[Location annotation dataset excerpts]
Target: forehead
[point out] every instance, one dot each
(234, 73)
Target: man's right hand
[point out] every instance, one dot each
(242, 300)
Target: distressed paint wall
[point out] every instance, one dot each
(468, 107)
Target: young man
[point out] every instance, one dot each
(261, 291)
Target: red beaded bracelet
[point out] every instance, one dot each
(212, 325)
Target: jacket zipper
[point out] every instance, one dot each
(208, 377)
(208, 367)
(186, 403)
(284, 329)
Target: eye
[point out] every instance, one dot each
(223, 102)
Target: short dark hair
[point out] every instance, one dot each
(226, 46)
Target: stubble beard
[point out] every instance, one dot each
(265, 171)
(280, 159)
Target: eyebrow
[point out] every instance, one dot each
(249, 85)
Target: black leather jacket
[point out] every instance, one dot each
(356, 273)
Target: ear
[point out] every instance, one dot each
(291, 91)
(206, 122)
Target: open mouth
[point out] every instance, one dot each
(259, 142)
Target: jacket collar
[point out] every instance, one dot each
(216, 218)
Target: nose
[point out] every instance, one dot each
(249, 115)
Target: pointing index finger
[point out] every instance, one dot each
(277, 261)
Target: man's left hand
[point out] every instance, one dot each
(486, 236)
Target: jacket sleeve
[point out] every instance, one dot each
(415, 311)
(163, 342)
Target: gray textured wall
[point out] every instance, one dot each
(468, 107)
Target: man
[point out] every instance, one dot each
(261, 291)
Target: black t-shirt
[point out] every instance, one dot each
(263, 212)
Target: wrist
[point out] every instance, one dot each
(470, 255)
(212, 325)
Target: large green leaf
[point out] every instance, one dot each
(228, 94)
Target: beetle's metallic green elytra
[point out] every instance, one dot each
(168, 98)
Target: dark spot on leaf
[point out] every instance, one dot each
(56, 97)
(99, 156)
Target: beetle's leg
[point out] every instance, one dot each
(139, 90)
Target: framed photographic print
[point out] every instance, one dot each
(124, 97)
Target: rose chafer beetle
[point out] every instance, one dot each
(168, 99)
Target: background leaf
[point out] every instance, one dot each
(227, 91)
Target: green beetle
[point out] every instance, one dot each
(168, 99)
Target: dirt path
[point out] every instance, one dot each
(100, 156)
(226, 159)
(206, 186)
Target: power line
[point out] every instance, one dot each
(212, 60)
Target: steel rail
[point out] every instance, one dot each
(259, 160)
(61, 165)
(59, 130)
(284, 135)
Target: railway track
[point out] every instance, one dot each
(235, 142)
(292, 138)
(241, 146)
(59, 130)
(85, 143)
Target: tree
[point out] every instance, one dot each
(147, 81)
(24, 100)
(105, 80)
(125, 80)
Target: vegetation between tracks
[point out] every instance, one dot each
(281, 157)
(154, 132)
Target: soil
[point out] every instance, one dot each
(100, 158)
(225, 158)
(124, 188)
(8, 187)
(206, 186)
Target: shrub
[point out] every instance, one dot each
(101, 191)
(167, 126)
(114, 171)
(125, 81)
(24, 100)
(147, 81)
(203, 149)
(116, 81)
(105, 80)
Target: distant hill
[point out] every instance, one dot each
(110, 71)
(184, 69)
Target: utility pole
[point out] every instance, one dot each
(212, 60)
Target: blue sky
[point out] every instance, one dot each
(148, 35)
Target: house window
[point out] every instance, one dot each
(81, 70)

Short problem ▸ Write out the records again from the line with "Target: blue sky" through the end of the records, including the requests, and add -3 to every coordinate in the answers.

Solution ▸
Target: blue sky
[point out] every instance, one dot each
(145, 32)
Target: house window
[point out] every instance, one dot each
(78, 67)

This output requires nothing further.